Stored dataset items
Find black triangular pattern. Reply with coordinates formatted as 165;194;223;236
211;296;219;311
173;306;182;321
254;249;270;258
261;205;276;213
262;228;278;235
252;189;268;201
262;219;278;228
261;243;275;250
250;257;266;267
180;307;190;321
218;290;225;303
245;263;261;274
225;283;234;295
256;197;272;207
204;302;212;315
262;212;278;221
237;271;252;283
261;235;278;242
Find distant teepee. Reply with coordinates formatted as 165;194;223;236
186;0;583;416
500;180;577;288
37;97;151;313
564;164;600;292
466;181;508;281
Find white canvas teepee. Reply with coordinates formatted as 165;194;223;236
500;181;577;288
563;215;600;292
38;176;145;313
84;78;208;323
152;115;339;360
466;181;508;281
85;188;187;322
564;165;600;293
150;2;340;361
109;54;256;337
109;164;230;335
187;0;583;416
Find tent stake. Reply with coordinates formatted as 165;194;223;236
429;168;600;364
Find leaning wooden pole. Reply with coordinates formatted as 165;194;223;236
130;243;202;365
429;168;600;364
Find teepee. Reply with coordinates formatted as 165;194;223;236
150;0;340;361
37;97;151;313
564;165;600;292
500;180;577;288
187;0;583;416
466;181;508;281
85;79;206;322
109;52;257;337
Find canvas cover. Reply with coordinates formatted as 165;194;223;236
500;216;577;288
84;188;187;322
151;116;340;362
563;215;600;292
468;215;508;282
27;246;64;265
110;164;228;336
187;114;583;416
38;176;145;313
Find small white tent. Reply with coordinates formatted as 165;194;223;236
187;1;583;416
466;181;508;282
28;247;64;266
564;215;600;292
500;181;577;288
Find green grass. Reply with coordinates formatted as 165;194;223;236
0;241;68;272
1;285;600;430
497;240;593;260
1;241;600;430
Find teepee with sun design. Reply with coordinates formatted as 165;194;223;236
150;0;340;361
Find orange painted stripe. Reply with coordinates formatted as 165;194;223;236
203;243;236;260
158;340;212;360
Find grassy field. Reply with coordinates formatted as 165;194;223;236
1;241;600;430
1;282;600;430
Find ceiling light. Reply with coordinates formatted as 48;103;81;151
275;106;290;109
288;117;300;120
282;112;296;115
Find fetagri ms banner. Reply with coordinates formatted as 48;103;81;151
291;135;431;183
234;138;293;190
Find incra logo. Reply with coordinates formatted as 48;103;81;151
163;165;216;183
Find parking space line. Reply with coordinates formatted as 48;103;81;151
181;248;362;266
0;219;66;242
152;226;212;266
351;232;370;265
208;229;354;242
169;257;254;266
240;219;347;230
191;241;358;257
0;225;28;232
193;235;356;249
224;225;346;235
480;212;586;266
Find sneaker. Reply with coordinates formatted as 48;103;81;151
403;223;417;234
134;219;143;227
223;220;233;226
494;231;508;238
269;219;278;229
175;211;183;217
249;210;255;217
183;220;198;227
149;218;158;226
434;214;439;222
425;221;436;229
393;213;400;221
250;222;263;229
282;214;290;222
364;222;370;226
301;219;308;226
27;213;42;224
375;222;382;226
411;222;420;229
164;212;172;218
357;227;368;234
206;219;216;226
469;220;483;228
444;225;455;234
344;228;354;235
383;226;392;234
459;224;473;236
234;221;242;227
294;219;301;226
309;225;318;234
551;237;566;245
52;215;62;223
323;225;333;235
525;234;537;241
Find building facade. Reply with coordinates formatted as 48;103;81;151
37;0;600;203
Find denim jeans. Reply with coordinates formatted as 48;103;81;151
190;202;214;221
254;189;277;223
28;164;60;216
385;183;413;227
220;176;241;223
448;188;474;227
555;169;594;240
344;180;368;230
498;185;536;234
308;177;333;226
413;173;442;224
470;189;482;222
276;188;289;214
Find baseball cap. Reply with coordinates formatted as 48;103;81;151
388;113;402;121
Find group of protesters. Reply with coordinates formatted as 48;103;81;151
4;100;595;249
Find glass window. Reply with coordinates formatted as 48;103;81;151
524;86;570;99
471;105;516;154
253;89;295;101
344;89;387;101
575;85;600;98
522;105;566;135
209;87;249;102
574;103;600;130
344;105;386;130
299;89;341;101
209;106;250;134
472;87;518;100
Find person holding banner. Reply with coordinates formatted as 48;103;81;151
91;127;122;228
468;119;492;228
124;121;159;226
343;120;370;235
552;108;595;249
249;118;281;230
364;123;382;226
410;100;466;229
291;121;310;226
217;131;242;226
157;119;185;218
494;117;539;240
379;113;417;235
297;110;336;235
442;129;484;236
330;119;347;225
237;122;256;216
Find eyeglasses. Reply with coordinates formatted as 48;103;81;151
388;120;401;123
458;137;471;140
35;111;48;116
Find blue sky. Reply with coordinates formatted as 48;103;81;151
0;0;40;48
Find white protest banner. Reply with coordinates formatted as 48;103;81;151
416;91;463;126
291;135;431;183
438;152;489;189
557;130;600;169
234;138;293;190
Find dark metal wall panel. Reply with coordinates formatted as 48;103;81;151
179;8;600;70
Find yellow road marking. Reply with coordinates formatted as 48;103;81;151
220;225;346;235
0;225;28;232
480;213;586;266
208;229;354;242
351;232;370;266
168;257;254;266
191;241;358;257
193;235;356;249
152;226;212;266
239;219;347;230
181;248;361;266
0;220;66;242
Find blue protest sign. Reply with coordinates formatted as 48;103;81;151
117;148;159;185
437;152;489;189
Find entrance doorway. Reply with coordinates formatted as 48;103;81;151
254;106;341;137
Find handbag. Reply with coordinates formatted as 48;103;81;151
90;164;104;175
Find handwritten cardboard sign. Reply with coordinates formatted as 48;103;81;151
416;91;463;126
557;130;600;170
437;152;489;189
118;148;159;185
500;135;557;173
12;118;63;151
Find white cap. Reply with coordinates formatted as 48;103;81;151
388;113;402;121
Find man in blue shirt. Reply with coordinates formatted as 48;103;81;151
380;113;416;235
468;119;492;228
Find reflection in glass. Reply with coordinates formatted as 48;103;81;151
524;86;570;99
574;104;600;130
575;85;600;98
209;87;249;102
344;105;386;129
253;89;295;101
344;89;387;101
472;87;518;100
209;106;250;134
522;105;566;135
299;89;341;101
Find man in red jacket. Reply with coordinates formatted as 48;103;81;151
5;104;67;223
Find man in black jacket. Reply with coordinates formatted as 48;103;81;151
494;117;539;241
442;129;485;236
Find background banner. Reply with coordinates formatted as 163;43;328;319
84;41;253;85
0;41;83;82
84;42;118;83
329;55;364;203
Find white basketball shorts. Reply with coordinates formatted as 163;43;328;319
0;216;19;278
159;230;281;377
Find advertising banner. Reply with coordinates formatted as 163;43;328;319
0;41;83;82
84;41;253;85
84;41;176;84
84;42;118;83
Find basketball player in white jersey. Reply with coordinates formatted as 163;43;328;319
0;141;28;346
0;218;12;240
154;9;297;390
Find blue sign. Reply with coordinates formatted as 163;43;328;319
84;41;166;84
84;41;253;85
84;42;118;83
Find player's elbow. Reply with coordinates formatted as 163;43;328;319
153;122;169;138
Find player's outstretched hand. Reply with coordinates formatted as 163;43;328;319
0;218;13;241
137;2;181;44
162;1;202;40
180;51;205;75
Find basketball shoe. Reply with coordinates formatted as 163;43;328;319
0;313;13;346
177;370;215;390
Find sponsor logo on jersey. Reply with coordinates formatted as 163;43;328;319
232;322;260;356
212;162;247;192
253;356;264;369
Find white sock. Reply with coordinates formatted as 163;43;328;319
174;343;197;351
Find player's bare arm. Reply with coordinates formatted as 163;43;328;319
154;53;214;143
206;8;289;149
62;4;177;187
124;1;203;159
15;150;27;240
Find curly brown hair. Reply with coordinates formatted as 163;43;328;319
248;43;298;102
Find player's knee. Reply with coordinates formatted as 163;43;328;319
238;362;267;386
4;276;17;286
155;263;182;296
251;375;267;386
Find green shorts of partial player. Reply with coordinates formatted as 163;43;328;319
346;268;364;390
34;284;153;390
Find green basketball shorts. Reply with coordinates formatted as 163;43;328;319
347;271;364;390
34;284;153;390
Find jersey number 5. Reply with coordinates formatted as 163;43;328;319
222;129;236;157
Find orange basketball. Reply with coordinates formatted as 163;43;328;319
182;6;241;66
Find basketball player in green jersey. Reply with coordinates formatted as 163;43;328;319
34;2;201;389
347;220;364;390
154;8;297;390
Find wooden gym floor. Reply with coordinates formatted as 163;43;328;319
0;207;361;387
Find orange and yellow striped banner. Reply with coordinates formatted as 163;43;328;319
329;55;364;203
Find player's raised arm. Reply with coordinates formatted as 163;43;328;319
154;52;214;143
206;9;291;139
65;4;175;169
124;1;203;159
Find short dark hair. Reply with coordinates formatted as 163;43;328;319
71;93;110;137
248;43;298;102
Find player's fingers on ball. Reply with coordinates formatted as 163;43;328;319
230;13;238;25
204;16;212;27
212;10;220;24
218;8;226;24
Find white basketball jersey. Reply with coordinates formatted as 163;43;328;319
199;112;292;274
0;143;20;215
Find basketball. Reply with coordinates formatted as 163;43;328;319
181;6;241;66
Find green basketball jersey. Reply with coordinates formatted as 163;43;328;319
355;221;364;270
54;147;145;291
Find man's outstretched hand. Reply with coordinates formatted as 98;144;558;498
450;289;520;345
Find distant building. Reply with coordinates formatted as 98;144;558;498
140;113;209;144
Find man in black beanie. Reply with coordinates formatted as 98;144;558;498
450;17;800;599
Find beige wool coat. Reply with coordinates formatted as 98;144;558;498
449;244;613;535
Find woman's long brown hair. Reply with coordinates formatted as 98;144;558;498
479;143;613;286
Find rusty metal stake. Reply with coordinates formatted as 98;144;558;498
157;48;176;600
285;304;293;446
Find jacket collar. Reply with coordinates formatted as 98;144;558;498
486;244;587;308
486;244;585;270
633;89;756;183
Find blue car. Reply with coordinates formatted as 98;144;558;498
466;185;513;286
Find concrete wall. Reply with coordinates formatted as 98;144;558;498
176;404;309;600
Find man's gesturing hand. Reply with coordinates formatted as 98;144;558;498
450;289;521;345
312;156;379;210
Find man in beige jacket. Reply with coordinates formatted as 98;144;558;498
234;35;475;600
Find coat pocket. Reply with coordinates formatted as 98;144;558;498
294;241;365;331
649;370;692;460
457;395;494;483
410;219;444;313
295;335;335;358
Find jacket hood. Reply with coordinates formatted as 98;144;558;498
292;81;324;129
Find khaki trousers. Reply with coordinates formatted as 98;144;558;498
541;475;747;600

*WORK TASK:*
Give again the closing portion of the entries, from the line with "Find man in beige" through the last line. Keep it exact and add nothing.

*EXERCISE RESPONSE:*
Find man in beige jacket. Reply with coordinates formatted as 98;144;558;498
234;35;475;600
Find coat pocket. Reply with coordinates formatted as 98;144;558;498
294;241;365;331
649;370;692;460
457;395;494;483
410;219;444;313
295;335;335;358
Find jacket hood. Reply with coordinates formatted as 98;144;558;498
292;81;324;129
Find khaki trousers. Reply with coordinates formatted as 98;144;558;498
541;475;747;600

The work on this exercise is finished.